[À faire]
**a.** Recopiez, dans l'extrait sur l'adoption et la PMA, le passage qui va de « Mais ce n’est » jusqu'à « selon cette dernière. ».
**b.** Poursuivez l'extrait sur l'adoption et la PMA à partir de sa dernière phrase.

[Extrait de page]
####################

Mais ce n’est pas le seul apport de cet arrêt, selon l’avocate : « Il pose aussi à nouveau la question de l’ouverture de la PMA aux couples de femmes en France. Dans la mesure où elles peuvent adopter des enfants nés d’une PMA à l’étranger, il y a une espèce d’hypocrisie sur cette question. »
En effet, la loi Taubira sur le mariage homosexuel a ouvert le droit à l’adoption aux couples de même sexe, mais n’a toujours pas résolu l’épineuse question de la conception d’enfants sans père ou sans mère… Une « hypocrisie » dénoncée dès 2013 par nombre de défenseurs de la double filiation humaine, et que seule une réécriture de la loi permettrait de corriger en réaffirmant les grands principes du droit international en la matière.
L’Agence européenne des adoptés et la Manif pour Tous se sont élevées contre cette décision qui « encourage de fait une pratique illégale », selon cette dernière.
« L’adoption, c’est redonner un père et une mère a un enfant qui en a été privé par un aléa de la vie, ce n’est pas donner un enfant à un couple. En effet, il n’y a pas de droit A l’enfant : il n’y a que des droits DE l’enfant et le rôle de la justice est de les faire respecter », a estimé la présidente de La Manif Pour Tous, Ludovine de La Rochère, dans un communiqué.
Fin avril 2014, le TGI de Versailles avait rendu la première décision refusant l’adoption de l’enfant du conjoint dans une famille homoparentale au motif qu’il avait été conçu par PMA à l’étranger, ce qui constituait « une fraude à la loi ».

####################

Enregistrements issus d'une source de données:
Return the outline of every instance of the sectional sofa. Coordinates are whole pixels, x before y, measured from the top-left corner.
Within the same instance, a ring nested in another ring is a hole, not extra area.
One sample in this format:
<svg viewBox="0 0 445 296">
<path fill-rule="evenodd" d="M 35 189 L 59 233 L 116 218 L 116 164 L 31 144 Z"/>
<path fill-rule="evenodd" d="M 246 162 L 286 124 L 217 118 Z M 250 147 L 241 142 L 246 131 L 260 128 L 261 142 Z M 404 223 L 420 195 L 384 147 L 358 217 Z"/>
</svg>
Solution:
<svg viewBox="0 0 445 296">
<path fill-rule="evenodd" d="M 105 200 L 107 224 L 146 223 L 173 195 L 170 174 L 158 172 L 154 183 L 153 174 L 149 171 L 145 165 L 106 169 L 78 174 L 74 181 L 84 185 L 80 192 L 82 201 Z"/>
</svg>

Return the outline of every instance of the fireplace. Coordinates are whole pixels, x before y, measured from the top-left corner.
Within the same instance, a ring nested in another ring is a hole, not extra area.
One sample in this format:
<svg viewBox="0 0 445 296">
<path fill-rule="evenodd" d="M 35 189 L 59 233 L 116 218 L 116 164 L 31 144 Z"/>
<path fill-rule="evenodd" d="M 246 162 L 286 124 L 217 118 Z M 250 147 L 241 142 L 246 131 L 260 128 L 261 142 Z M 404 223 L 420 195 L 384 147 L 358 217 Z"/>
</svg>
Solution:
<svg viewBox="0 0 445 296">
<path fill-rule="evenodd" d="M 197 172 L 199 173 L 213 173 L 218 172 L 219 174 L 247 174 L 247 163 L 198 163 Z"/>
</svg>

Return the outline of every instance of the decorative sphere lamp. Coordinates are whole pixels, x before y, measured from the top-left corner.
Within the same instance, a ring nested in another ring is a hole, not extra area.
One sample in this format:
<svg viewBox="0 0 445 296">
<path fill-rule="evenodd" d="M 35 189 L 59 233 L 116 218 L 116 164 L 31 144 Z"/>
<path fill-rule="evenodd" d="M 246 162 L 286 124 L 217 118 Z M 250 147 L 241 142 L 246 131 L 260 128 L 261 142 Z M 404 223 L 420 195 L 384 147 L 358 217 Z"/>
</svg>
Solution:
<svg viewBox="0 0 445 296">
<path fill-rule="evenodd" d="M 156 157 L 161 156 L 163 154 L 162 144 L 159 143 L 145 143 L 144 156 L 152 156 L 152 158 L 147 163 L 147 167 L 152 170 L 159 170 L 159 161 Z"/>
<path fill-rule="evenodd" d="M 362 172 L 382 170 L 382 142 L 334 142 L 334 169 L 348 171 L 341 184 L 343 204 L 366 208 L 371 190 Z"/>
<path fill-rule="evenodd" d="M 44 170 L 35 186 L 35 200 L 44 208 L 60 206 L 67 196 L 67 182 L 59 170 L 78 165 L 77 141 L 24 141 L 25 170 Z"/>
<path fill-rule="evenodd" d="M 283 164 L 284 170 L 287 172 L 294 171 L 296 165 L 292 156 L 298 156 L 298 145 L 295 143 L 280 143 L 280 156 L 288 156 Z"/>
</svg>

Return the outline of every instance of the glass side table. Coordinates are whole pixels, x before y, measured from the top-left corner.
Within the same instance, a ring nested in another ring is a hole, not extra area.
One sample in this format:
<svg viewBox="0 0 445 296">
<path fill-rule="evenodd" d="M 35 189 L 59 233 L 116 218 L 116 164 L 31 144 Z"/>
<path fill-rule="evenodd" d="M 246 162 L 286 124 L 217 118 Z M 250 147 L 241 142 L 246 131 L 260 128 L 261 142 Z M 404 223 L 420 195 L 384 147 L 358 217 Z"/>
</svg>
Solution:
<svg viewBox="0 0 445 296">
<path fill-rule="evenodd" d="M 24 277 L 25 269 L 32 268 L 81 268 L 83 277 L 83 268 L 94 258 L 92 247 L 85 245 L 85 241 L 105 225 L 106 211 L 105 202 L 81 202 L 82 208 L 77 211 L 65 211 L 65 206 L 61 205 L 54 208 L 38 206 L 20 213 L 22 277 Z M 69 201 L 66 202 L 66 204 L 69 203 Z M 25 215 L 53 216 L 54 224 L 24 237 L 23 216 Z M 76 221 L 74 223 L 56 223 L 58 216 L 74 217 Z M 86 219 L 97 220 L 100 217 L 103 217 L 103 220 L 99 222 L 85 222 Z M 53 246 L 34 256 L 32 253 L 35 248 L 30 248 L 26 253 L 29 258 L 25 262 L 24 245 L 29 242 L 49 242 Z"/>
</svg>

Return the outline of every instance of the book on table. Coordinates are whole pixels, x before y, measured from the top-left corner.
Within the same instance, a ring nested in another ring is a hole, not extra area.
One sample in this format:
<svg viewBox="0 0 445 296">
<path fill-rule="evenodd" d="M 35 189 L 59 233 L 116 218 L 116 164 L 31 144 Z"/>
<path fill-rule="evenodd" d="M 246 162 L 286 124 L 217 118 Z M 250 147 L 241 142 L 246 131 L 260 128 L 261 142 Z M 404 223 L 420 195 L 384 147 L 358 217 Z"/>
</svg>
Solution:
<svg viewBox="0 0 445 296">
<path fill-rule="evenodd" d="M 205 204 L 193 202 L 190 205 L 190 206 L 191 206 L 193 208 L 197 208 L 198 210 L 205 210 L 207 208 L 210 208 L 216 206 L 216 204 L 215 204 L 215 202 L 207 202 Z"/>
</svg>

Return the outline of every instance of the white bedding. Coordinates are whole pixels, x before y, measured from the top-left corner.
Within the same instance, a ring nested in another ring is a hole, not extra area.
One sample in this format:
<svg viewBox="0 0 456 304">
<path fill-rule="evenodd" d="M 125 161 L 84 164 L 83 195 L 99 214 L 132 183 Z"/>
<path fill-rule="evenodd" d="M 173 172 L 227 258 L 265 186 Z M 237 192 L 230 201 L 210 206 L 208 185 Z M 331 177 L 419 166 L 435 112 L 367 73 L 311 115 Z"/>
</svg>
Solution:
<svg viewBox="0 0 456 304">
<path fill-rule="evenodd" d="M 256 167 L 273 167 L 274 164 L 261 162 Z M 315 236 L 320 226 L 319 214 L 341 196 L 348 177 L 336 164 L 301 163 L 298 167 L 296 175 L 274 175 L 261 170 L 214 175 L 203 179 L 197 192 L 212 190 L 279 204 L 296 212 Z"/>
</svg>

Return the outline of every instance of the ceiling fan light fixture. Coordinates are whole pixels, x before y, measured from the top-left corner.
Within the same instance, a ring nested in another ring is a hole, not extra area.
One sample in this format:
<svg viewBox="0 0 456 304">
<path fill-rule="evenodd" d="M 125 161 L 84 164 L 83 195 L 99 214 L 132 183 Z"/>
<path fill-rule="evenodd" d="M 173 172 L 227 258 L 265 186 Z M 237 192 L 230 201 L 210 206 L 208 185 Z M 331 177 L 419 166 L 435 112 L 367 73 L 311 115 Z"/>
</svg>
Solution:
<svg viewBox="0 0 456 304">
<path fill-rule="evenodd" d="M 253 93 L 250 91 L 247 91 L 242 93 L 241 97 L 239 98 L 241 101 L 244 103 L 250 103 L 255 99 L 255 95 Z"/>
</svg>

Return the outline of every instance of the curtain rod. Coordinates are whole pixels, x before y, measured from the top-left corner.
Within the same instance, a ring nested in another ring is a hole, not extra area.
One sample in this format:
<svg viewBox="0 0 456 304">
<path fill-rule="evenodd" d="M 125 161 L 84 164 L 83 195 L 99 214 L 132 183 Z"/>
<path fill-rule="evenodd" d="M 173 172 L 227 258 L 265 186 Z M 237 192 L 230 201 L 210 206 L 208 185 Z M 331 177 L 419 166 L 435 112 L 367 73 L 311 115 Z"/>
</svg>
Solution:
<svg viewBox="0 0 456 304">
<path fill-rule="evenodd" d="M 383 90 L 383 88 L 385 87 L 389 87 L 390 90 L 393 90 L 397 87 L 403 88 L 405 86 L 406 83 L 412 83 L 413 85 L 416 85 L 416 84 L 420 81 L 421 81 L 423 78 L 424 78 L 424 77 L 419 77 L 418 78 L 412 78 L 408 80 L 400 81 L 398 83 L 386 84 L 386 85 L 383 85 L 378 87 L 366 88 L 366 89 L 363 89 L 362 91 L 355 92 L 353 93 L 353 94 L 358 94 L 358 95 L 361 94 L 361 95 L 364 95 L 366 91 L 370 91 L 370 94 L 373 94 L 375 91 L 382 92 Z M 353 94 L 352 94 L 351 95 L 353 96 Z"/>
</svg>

####################

[Résultats]
**a.**
Mais ce n’est pas le seul apport de cet arrêt, selon l’avocate : « Il pose aussi à nouveau la question de l’ouverture de la PMA aux couples de femmes en France. Dans la mesure où elles peuvent adopter des enfants nés d’une PMA à l’étranger, il y a une espèce d’hypocrisie sur cette question. »
En effet, la loi Taubira sur le mariage homosexuel a ouvert le droit à l’adoption aux couples de même sexe, mais n’a toujours pas résolu l’épineuse question de la conception d’enfants sans père ou sans mère… Une « hypocrisie » dénoncée dès 2013 par nombre de défenseurs de la double filiation humaine, et que seule une réécriture de la loi permettrait de corriger en réaffirmant les grands principes du droit international en la matière.
L’Agence européenne des adoptés et la Manif pour Tous se sont élevées contre cette décision qui « encourage de fait une pratique illégale », selon cette dernière.

**b.**
« Le problème n’est pas tant la fraude à la loi que le détournement de l’institution de l’adoption, avait pour sa part commenté la juriste Aude Mirkovic, auteur de PMA, GPA la controverse juridique (Pierre Téqui éditeur), citée par Le Figaro. Nous espérons qu’il y aura un pourvoi afin que la Cour de cassation se prononce sur cette question.»
La Cour de cassation a depuis été saisie par les tribunaux d’Avignon et de Poitiers pour trancher cette question de droit qui suscitait une « instabilité juridique », après des jugements contradictoires.
Dans deux avis datés du 22 septembre 2014, la plus haute juridiction de l’ordre judiciaire a dû assumer les conséquences prévisibles de la loi Taubira : elle considère désormais que le recours à la PMA sans raison médicale, bien que toujours illégal en France, n’est « pas un obstacle » à l’adoption au sein d’un couple de femmes.
Désormais, le TGI de Versailles ne s’y oppose donc plus. « Depuis l’avis de la cour de cassation du 22 septembre 2014, nous sommes tenus d’accepter les adoptions homosexuelles d’enfants nés par PMA à l’étranger », a indiqué à l’AFP une source judiciaire.